╭─ Source document
In this paper, we derive a best proximity point theorem for non-self-mappings satisfied proximal cyclic contraction in PM-spaces and this shows the existence of optimal approximate solutions of certain simultaneous fixed point equations in the event that there is no solution. As an application we consider a nonlinear programming problem. Our results extend and improve the recent results of (Sadiq Basha in Nonlinear Anal. 74(17):5844-5850, 2011).

1 Introduction

Best proximity point theorems are those results that provide sufficient conditions for the existence of a best proximity point and algorithms for finding best proximity points. It is interesting to note that best proximity point theorems generalized fixed point theorems in a natural fashion. Indeed, if the mapping under consideration is a self-mapping, a best proximity point becomes a fixed point.

One of the most interesting is the study of the extension of Banach contraction principle to the case of non-self-mappings. In fact, given nonempty closed subsets A and B of a complete PM-space $(X, F,*)$, a contraction non-self-mapping $T : A \to B$ does not necessarily has a fixed point. Eventually, it is quite natural to find an element x such that $F_{x,Tx}(t)$ is maximum for a given problem which implies that x and Tx are in close proximity to each other.

Many problems can be formulated as equations of the form $Tx = x$, where T is a self-mapping in some suitable framework. Fixed point theory finds the existence of a solution to such generic equations and brings out the iterative algorithms to compute a solution to such equations.

However, in the case that T is non-self-mapping, the aforementioned equation does not necessarily have a solution. In such a case, it is worthy to determine an approximate solution x such that the error $F_{x,Tx}(t)$ is maximum.
╰─
╭─ Dataset rows
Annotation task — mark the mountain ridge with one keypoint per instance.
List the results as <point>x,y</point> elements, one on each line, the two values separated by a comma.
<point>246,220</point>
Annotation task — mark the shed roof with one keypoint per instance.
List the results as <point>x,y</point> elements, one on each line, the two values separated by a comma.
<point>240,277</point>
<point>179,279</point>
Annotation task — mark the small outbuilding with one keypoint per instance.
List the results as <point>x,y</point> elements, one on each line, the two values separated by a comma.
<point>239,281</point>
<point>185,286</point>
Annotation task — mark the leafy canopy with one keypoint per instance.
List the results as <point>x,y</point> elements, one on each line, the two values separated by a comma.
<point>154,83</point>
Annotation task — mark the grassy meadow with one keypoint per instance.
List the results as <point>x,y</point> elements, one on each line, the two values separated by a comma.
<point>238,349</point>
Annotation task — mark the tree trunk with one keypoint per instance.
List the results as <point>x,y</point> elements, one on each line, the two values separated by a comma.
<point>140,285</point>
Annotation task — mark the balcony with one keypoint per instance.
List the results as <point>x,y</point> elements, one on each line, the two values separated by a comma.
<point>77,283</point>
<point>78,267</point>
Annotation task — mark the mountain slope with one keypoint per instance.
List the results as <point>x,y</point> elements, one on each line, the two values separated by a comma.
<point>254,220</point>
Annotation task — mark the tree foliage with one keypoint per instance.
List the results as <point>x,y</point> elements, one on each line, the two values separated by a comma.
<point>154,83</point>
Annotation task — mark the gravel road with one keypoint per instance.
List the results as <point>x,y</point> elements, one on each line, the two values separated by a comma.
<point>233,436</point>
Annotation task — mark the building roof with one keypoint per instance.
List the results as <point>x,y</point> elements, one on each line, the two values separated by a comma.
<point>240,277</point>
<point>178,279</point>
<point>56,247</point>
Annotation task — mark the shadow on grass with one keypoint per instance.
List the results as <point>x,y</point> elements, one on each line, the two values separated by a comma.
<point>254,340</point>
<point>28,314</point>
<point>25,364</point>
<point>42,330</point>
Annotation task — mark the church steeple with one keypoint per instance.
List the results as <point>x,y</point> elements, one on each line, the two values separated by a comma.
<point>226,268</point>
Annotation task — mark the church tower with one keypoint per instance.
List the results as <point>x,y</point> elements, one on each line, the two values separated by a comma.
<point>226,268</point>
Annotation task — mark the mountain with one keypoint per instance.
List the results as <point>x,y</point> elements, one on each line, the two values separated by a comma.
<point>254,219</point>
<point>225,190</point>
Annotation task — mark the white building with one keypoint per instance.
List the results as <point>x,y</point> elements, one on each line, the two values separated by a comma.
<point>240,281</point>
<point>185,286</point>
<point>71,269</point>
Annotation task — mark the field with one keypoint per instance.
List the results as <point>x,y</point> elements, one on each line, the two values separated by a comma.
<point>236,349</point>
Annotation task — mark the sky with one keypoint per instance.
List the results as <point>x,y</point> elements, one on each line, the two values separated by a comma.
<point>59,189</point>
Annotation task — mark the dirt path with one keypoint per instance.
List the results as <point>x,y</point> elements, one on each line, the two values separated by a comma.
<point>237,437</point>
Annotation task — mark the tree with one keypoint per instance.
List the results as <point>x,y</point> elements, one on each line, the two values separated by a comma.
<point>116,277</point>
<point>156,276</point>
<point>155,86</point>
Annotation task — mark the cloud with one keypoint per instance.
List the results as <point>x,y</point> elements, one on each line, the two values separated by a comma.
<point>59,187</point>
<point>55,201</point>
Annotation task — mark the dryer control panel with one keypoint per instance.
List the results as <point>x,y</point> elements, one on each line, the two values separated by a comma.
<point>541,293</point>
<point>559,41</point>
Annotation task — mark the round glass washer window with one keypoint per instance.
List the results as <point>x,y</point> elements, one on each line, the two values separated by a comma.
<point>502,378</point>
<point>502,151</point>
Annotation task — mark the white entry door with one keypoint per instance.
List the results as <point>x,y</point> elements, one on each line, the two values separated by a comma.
╰─
** Problems to work on **
a) Say whether each statement below agrees with the passage on best proximity points. Answer yes or no for each and quote the deciding words. (i) When the mapping is a self-mapping, a best proximity point becomes a fixed point. (ii) The application the authors consider is a linear programming problem. (iii) The results extend and improve recent results of Sadiq Basha from 2011.
b) Write what comes after the last sentence of the passage on best proximity points.
The listing is material separate from the passage on best proximity points.

** Answers for the exercise **
a)
(i) Yes: "if the mapping under consideration is a self-mapping, a best proximity point becomes a fixed point."
(ii) No: "As an application we consider a nonlinear programming problem."
(iii) Yes: "Our results extend and improve the recent results of (Sadiq Basha in Nonlinear Anal. 74(17):5844-5850, 2011)."

b)
2 Preliminaries

Throughout this paper, the space of all probability distribution functions (briefly, d.f.’s) is denoted by $\Delta^{+}$ = {$F:{ \mathbf{R}}\cup\{-\infty,+\infty\}\rightarrow[0,1]: F$ is left-continuous and non-decreasing on R, $F(0)=0$, and $F(+\infty)=1$} and the subset $D^{+} \subseteq\Delta^{+}$ is the set $D^{+}=\{F\in \Delta^{+}:l^{-}F(+\infty)=1\}$. Here $l^{-} f(x)$ denotes the left limit of the function f at the point x, $l^{-} f(x)=\lim_{t\to x^{-}}f(t)$. The space $\Delta^{+}$ is partially ordered by the usual point-wise ordering of functions, i.e., $F\leq G$ if and only if $F(t)\leq G(t)$ for all t in R. The maximal element for $\Delta^{+}$ in this order is the d.f. given by

$$\varepsilon_{0}(t) =\left \{ \textstyle\begin{array}{l@{\quad}l} 0, & t\leq0, \\ 1, & t>0 . \end{array}\displaystyle \right . $$

Definition 2.1

([1])

A mapping $*:[0,1]\times[0,1]\rightarrow[0,1]$ is a continuous t-norm if ∗ satisfies the following conditions:

(a)
∗ is commutative and associative;
(b)
∗ is continuous;
(c)
$a*1=a$ for all $a\in[0,1]$;
(d)
$a*b \leq c*d $ whenever $a\leq c$ and $b\leq d$, and $a,b,c,d\in[0,1]$.

Two typical examples of a continuous t-norm are $a*b =ab$ and $a*b =\min(a,b)$.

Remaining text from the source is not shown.